• Data for this exercise:
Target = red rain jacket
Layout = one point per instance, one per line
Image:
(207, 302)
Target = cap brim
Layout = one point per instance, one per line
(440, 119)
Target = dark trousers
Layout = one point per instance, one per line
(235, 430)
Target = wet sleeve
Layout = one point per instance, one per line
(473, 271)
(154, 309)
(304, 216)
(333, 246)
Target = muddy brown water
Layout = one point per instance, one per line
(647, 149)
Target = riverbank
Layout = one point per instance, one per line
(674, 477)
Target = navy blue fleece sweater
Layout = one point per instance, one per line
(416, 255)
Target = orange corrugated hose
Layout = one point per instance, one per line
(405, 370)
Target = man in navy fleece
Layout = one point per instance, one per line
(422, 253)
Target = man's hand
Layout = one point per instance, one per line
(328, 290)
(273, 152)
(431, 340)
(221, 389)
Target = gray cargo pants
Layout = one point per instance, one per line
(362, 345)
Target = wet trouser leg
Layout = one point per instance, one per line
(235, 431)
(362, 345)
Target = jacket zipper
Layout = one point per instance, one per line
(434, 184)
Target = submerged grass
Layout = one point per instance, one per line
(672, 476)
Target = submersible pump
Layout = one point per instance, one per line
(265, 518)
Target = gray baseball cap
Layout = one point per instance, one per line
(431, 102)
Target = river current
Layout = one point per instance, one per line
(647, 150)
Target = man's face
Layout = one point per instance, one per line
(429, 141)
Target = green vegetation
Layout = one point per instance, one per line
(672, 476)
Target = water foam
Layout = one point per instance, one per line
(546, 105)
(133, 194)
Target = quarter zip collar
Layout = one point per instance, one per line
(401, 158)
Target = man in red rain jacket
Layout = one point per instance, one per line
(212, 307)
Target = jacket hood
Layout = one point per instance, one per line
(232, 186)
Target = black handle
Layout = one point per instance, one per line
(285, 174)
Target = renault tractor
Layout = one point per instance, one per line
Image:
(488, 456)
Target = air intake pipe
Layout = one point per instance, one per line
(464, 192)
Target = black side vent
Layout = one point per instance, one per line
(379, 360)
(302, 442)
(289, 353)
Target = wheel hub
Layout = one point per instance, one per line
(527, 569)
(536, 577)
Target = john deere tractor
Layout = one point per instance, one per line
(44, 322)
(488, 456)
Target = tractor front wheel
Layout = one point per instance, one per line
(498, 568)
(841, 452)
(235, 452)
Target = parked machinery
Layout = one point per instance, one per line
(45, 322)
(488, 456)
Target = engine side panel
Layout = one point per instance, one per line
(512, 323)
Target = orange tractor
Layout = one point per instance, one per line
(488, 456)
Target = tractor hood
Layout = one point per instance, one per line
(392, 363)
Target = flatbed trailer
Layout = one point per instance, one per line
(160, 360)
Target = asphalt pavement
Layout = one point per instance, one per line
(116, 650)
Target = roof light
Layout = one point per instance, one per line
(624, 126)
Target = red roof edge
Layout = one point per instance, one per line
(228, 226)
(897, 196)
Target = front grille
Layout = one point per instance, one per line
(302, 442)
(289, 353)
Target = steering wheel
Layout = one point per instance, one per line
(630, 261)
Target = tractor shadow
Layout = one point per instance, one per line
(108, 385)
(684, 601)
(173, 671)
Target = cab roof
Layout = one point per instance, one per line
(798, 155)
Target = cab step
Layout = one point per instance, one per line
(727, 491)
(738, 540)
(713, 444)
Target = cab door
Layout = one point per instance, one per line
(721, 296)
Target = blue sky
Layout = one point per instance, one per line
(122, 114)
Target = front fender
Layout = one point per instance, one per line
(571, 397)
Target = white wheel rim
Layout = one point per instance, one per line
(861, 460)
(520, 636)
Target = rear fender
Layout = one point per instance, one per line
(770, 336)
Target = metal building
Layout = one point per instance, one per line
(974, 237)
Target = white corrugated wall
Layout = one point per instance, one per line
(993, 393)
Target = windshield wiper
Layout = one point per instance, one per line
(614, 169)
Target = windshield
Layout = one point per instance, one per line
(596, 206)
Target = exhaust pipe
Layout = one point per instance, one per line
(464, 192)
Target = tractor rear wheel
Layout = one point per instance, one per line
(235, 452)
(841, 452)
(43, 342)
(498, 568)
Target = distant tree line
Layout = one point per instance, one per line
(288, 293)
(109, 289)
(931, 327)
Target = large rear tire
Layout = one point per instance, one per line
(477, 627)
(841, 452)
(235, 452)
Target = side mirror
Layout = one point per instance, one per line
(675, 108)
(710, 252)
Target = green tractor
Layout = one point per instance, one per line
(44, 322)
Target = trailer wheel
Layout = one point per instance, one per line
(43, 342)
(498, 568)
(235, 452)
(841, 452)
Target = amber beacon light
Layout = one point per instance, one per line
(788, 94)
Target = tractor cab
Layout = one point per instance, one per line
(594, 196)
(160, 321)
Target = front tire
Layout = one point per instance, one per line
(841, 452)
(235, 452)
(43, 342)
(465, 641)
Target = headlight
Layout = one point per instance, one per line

• Given exercise: Rename "Target" to "Object" throughout the material above and write out all of it again with nothing else changed.

• The solution:
Object = red rain jacket
Layout = one point per instance, one per line
Image:
(207, 302)
Object = cap brim
Layout = one point per instance, one per line
(440, 119)
Object = dark trousers
Layout = one point per instance, one per line
(235, 430)
Object = wet sleeve
Layout = one point per instance, one per line
(473, 271)
(154, 309)
(304, 216)
(333, 246)
Object = muddy brown water
Layout = one point per instance, one per line
(647, 149)
Object = riverbank
Layout = one point per instance, one per line
(674, 477)
Object = navy blue fleece sweater
Layout = one point per instance, one per line
(416, 255)
Object = orange corrugated hose
Layout = one point per instance, one per line
(405, 370)
Object = man in navy fleece
Layout = one point per instance, one per line
(422, 253)
Object = man's hand
Layout = one point per instance, one per line
(328, 290)
(273, 152)
(431, 340)
(221, 389)
Object = gray cargo pants
Layout = one point per instance, one per line
(362, 345)
Object = wet trouser leg
Layout = one point per instance, one per line
(235, 431)
(362, 345)
Object = jacket zipper
Layout = one point per instance, one per line
(434, 184)
Object = submerged grass
Layout = one point per instance, one per line
(672, 476)
Object = submersible pump
Layout = one point per instance, one per line
(265, 518)
Object = gray baseball cap
Layout = one point per instance, one per line
(431, 102)
Object = river current
Layout = one point per instance, one per line
(647, 150)
Object = man's face
Layout = one point per instance, one per line
(429, 141)
Object = green vegetation
Layout = one point per instance, one per line
(672, 476)
Object = water foam
Layout = one point per instance, one per line
(546, 105)
(133, 194)
Object = quarter zip collar
Layout = one point per instance, one per line
(401, 158)
Object = man in red rain jacket
Layout = one point per instance, one per line
(212, 307)
Object = jacket hood
Layout = one point per instance, one per line
(232, 186)
Object = black handle
Layout = one point per instance, one per line
(285, 174)
Object = renault tractor
Layout = one point per instance, one per line
Image:
(488, 456)
Object = air intake pipe
Layout = one point per instance, one per line
(464, 192)
Object = black side vent
Layout = one point per instance, one per line
(379, 360)
(302, 442)
(289, 353)
Object = wheel hub
Layout = one point per instance, one per line
(527, 569)
(536, 577)
Object = john deere tractor
Layout = one point per instance, one per line
(44, 322)
(488, 456)
Object = tractor front wheel
Layout = one point per instance, one per line
(498, 568)
(841, 452)
(235, 452)
Object = parked machinery
Layout = one point per instance, one per line
(45, 322)
(488, 456)
Object = engine side panel
Layout = one point per instance, one per line
(512, 323)
Object = orange tractor
Layout = one point per instance, one per line
(488, 456)
Object = tractor hood
Layout = one point per instance, one per line
(392, 363)
Object = flatbed trailer
Layout = one point per instance, one per line
(160, 360)
Object = asphalt pavement
Layout = one point per instance, one per line
(116, 650)
Object = roof light
Layout = one point per instance, one per line
(624, 126)
Object = red roof edge
Layout = one point per instance, one per line
(228, 226)
(897, 196)
Object = front grille
Layout = one point per instance, one per line
(302, 442)
(289, 353)
Object = steering wheel
Layout = one point per instance, one per line
(630, 261)
Object = tractor shadow
Layout = one point per instance, one per line
(108, 385)
(684, 601)
(173, 671)
Object = cab roof
Layout = one point per instance, one per line
(798, 155)
Object = cab step
Layout = one point per instance, one per line
(727, 491)
(738, 540)
(713, 444)
Object = cab door
Layout = one point per instance, one per line
(721, 296)
Object = blue sky
Layout = one point per instance, one per line
(122, 114)
Object = front fender
Layout = one point per instance, one per line
(571, 397)
Object = white wheel rim
Layout = one point per instance, one per line
(861, 460)
(520, 636)
Object = rear fender
Layout = one point per instance, one per line
(770, 336)
Object = metal building
Layout = one point per instance, one per line
(974, 237)
Object = white corrugated wall
Layout = one point per instance, one per line
(993, 393)
Object = windshield wiper
Layout = one point per instance, one per line
(614, 169)
Object = windshield
Layout = one point per instance, one per line
(596, 206)
Object = exhaust pipe
Layout = one point per instance, one per line
(464, 192)
Object = tractor rear wheel
Layout = one point per instance, one per line
(235, 452)
(841, 452)
(43, 342)
(498, 568)
Object = distant tree line
Layout = one point per instance, one per line
(288, 293)
(109, 289)
(931, 327)
Object = large rear tire
Layout = one point per instance, one per line
(477, 627)
(841, 452)
(235, 452)
Object = side mirror
Layout = one point per instance, one per line
(675, 108)
(710, 252)
Object = green tractor
Layout = one point per instance, one per line
(44, 322)
Object = trailer wheel
Layout = one point per instance, one per line
(43, 342)
(498, 568)
(235, 452)
(841, 452)
Object = amber beacon light
Layout = one point per instance, one per line
(788, 94)
Object = tractor cab
Layout = one point per instance, one per line
(594, 196)
(160, 321)
Object = front tire
Layout = one point per instance, one per line
(841, 452)
(235, 452)
(43, 342)
(465, 641)
Object = headlight
Layout = one point per instance, one per line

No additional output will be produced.